- _Task to complete_
The lines to reproduce run from the one containing "In this exercise you will locate the foliage" through the final line of the entries; write them out exactly and add nothing.

- _Given entries_
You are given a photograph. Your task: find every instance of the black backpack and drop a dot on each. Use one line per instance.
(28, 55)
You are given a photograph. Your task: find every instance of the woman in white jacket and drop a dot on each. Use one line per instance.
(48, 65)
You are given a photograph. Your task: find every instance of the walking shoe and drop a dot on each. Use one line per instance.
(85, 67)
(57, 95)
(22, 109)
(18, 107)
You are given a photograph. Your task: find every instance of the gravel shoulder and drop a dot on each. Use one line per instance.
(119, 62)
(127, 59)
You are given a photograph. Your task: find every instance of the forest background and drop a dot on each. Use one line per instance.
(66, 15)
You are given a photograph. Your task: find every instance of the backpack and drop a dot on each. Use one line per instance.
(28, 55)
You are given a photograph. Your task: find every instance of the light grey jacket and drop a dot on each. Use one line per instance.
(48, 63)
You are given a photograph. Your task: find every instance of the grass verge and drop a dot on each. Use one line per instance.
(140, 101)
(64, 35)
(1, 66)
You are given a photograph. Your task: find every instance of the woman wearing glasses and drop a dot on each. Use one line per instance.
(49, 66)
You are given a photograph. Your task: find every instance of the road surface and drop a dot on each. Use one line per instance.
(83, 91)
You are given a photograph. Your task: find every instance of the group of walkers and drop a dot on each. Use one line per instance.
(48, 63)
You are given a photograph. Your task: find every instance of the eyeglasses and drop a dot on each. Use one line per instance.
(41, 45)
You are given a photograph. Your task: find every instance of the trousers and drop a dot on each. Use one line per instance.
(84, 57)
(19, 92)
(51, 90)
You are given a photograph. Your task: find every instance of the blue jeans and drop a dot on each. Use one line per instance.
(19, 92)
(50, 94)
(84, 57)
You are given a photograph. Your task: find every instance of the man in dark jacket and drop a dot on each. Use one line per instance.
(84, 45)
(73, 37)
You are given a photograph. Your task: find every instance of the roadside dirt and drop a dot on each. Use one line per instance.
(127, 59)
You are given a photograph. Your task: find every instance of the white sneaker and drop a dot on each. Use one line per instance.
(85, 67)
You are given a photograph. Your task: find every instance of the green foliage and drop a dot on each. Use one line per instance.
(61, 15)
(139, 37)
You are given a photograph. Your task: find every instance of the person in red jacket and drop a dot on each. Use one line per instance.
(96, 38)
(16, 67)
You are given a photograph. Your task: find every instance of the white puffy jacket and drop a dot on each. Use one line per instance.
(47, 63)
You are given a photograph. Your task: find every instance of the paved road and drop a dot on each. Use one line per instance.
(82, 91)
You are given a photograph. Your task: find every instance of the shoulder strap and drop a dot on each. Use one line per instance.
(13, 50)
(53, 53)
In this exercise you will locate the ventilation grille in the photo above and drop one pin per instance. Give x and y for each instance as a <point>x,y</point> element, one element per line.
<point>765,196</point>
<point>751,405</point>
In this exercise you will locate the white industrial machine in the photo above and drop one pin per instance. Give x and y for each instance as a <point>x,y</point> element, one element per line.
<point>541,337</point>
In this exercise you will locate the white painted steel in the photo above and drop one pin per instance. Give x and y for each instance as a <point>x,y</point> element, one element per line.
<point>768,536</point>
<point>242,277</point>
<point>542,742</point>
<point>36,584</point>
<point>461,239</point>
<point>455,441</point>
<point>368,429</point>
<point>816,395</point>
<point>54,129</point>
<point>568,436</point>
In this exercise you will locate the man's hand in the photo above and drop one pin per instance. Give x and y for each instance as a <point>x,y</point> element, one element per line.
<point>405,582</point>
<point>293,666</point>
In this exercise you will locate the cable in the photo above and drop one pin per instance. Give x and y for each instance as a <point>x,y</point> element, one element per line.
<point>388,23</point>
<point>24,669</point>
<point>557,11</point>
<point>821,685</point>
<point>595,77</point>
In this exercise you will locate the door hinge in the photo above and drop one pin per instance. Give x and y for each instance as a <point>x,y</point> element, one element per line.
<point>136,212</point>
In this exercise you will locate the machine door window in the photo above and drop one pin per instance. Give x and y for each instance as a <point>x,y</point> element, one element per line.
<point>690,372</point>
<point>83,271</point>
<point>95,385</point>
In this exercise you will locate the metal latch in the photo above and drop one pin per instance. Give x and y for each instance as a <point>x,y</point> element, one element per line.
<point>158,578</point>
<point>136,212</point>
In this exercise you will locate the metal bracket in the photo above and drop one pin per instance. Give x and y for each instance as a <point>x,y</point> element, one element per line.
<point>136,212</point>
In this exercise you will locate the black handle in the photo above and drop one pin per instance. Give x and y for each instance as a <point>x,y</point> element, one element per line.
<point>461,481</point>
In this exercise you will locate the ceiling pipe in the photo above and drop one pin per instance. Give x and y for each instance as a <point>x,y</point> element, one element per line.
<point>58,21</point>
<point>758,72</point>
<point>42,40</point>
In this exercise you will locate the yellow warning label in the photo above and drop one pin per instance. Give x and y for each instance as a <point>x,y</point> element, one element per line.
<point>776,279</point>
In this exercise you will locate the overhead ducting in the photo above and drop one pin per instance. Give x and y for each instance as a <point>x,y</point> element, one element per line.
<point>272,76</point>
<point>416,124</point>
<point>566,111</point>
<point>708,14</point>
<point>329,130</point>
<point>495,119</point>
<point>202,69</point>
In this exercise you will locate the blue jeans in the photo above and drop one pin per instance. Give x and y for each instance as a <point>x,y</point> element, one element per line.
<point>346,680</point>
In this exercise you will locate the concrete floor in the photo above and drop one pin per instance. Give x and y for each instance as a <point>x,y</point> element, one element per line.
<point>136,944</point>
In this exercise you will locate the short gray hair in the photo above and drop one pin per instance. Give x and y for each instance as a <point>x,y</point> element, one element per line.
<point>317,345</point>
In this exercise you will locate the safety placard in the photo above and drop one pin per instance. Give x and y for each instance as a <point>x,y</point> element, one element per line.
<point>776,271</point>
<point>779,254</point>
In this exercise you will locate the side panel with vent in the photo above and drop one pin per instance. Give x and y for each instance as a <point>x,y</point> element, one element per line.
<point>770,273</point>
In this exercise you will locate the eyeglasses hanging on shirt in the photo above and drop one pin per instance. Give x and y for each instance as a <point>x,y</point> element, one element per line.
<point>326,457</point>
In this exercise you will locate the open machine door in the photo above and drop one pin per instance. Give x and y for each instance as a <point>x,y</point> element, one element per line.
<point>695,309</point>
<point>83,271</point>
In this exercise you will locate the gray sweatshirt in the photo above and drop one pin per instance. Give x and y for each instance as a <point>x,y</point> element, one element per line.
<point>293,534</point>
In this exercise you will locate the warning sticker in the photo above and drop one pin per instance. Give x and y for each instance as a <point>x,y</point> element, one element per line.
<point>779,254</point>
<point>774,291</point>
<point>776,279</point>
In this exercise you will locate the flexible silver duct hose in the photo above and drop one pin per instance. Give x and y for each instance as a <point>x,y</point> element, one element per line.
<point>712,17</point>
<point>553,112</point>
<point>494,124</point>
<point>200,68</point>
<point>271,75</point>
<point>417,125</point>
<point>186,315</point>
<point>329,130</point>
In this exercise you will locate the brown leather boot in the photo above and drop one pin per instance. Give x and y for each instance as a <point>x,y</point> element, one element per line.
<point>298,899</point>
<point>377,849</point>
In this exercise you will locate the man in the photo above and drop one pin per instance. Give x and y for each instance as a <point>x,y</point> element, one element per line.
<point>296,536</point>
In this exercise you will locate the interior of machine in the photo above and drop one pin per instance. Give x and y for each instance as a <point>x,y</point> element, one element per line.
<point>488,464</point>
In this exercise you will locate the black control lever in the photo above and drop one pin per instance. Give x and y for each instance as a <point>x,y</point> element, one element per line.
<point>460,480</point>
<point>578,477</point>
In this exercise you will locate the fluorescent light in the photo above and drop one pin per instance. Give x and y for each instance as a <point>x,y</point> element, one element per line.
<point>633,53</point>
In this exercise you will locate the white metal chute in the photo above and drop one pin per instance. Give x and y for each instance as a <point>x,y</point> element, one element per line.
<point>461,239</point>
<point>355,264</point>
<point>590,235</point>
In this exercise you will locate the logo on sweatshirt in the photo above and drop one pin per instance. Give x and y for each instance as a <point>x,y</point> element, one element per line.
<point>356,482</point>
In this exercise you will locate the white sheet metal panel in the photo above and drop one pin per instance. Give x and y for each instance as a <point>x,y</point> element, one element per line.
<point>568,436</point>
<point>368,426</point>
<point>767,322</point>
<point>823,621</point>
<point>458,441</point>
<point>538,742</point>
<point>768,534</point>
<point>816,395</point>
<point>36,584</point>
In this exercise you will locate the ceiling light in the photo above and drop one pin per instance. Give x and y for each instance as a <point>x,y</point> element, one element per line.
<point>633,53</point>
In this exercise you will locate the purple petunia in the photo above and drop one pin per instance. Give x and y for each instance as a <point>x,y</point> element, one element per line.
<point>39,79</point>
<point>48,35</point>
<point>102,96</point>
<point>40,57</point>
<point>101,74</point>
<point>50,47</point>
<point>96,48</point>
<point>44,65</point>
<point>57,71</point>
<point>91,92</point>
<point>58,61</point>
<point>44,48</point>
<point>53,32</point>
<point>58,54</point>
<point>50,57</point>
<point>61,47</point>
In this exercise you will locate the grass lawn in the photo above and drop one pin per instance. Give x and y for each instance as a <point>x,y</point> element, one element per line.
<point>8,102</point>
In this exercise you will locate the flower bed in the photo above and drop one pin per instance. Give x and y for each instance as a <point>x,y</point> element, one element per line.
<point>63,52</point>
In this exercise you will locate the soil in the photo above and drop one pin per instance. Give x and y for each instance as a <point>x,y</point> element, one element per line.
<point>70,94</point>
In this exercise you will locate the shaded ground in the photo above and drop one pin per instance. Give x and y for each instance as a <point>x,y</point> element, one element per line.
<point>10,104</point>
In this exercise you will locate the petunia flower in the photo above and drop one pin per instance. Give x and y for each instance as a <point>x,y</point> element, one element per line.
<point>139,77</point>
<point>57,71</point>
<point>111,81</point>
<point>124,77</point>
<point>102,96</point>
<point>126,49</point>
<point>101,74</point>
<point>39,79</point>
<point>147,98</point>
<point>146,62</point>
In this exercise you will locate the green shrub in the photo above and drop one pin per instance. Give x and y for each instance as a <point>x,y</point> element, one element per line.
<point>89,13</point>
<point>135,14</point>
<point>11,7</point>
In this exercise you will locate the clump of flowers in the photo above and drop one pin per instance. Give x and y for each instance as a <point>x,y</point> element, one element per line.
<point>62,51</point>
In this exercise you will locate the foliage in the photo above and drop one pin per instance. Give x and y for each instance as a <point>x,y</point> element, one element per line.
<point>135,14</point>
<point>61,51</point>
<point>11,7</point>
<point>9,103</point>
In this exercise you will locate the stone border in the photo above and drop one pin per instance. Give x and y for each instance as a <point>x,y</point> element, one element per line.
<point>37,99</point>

- _Response to the task_
In this exercise you will locate the foliage in the photo above and drop one pin per instance. Give x and y for each instance as a <point>x,y</point> element, one element per line.
<point>135,14</point>
<point>61,51</point>
<point>11,7</point>
<point>9,103</point>
In this exercise you will locate the stone border in the photo above and drop one pin per instance. Give x and y for each instance as a <point>x,y</point> element, one element per line.
<point>37,99</point>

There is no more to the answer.